◆ **Selection**

+===+

10th President of the National Assembly of Ecuador
- In office 14 May 2025 – 8 June 2026
- Vice President: Mishel Mancheno Carmen Tiupul
- Preceded by: Viviana Veloz
- Succeeded by: Mishel Mancheno

Member of the National Assembly
- In office 14 May 2025 – 8 June 2026

Minister of Tourism of Ecuador
- In office 24 May 2021 – 30 August 2024
- President: Guillermo Lasso (2021–2023) Daniel Noboa (2023–2024)
- Preceded by: Rosa Prado Moncayo
- Succeeded by: Mateo Julián Estrella Durán

Personal details
- Born: Niels Anthonez Olsen Peet 15 January 1988 (age 38) Guayaquil, Ecuador
- Party: National Democratic Action
- Education: Louisiana State University Monash University

= Niels Olsen Peet =

Ecuadorian politician

Niels Anthonez Olsen Peet (born 15 January 1988) is an Ecuadorian politician who served as the President of the National Assembly from 2025 until 2026. He was Minister of Tourism under Guillermo Lasso and Daniel Noboa.

==Early life and education==
Niels Anthonez Olsen Peet was born on 15 January 1988. He graduated from Louisiana State University with a bachelor's degree in business administration and marketing and from Monash University with a master's degree in sustainable tourism.

==Career==
Hacienda la Danesa, a hotel, was opened by Olsen after he returned to Ecuador in 2015. Olsen worked for the Australian Sports Museum and Ministry of Commerce, Trade, Tourism and Transport. At Sweet & Coffee he was marketing manager for three years.

Olsen served as Minister of Tourism under presidents Guillermo Lasso and Daniel Noboa. He stated that the Ecuadorian security crisis had little impact on tourism.

On 14 May 2025, Olsen was elected with 80 votes. He is considered an ally of Noboa and is a member of the National Democratic Action. He is the second youngest person to serve as president, behind Gabriela Rivadeneira. Henry Bósquez proposed to remove Olsen as president on 5 June, but it failed by a vote of 62 to 78 against.

==Personal life==
Olsen is married to Romina Miraglia, with whom he had one son.

==Political positions==
Olsen proposed creating a National Fund for Environmental Management that would collect fees and royalties for use in promoting tourism and strengthening Ecuador's bioeconomy. He supports using the National Police of Ecuador and the Armed Forces of Ecuador to handle environmental crimes.

+===+

◆ **Stated exercise A**
In the Niels Olsen Peet article, what subject was his master's degree from Monash University in?
◆ **Stated exercise B**
Quote the Niels Olsen Peet article starting at "On 14 May 2025, Olsen" and ending at "handle environmental crimes.".

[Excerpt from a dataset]
+===+

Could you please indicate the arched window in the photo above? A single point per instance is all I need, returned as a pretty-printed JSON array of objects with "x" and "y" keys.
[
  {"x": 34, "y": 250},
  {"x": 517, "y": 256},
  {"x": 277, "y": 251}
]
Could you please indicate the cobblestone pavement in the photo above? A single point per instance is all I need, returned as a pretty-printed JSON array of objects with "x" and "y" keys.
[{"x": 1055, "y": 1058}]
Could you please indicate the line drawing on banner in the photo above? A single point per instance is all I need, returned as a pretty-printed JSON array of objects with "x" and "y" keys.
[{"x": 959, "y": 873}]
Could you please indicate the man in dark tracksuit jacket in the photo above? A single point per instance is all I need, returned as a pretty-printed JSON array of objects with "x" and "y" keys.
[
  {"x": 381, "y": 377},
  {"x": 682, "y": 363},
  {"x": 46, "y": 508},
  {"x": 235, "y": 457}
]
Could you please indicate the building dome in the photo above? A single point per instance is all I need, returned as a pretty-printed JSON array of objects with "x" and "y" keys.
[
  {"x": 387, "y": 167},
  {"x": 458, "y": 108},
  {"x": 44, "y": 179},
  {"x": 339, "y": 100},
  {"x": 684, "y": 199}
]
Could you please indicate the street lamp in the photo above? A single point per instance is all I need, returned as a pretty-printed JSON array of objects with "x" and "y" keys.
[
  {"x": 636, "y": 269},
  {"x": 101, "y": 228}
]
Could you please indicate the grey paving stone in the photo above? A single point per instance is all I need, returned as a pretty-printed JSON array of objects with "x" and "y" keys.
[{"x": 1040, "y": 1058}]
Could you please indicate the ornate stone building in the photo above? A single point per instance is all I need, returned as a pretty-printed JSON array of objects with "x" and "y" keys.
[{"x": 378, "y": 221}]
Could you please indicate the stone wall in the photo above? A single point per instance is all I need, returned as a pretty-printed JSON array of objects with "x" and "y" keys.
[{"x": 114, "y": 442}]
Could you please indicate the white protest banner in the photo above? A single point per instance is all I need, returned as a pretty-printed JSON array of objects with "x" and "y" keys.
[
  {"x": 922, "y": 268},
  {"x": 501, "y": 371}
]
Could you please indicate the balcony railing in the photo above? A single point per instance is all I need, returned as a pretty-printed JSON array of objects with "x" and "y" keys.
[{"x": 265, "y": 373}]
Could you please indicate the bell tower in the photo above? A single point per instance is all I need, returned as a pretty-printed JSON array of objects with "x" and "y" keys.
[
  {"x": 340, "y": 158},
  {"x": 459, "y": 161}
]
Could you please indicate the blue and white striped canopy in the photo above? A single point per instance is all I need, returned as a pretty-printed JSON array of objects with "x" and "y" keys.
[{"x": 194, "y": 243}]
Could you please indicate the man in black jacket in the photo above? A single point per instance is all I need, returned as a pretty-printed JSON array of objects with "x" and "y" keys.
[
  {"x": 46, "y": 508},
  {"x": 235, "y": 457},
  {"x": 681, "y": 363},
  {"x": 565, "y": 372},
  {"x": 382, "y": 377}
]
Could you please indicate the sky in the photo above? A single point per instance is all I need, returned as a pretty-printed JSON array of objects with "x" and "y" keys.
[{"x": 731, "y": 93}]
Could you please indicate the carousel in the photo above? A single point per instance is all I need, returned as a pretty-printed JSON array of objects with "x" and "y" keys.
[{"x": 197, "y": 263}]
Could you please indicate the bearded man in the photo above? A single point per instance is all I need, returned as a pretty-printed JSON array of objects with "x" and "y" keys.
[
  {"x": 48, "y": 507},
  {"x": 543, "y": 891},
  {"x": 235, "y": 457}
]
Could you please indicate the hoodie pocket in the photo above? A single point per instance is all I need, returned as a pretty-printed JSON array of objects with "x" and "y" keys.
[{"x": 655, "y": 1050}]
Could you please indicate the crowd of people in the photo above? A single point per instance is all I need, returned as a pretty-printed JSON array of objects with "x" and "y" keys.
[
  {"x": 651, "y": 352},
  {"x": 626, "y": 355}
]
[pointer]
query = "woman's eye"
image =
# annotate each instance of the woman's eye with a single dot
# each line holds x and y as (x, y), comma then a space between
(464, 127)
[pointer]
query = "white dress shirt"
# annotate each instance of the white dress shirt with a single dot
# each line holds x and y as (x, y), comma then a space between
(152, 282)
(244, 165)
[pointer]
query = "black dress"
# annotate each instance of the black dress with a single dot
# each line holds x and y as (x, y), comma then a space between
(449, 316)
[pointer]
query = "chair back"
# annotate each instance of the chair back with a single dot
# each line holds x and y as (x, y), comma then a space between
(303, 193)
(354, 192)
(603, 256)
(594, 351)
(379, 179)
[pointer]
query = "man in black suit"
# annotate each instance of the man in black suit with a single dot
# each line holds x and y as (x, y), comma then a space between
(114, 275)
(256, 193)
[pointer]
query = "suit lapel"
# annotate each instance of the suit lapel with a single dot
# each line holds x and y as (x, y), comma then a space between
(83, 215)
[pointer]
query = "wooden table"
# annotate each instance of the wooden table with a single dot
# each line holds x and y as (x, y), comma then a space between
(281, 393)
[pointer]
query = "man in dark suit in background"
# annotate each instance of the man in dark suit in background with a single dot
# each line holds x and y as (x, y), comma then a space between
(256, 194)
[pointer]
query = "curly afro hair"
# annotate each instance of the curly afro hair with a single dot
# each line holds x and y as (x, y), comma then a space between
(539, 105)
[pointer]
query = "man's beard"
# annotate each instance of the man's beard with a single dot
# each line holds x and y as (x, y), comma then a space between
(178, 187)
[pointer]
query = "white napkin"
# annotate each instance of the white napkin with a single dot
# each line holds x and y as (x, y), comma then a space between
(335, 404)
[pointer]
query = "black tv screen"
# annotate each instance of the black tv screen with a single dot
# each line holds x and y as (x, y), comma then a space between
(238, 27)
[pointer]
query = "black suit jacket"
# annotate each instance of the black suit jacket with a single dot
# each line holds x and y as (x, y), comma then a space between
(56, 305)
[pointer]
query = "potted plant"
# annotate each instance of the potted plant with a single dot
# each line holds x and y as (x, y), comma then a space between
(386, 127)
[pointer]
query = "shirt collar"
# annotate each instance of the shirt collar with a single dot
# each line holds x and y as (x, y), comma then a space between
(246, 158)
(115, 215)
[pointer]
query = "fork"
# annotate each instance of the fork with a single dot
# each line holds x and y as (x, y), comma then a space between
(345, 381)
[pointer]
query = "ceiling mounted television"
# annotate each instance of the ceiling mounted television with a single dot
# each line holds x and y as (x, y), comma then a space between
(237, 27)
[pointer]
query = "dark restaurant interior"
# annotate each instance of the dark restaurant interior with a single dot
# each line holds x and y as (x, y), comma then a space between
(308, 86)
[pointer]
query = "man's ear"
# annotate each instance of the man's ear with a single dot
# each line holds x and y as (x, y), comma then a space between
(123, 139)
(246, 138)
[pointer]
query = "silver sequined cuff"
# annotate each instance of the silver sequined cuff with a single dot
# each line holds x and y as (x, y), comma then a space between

+===+

◆ **Complete answer A**
Sustainable tourism.

◆ **Complete answer B**
On 14 May 2025, Olsen was elected with 80 votes. He is considered an ally of Noboa and is a member of the National Democratic Action. He is the second youngest person to serve as president, behind Gabriela Rivadeneira. Henry Bósquez proposed to remove Olsen as president on 5 June, but it failed by a vote of 62 to 78 against.

==Personal life==
Olsen is married to Romina Miraglia, with whom he had one son.

==Political positions==
Olsen proposed creating a National Fund for Environmental Management that would collect fees and royalties for use in promoting tourism and strengthening Ecuador's bioeconomy. He supports using the National Police of Ecuador and the Armed Forces of Ecuador to handle environmental crimes.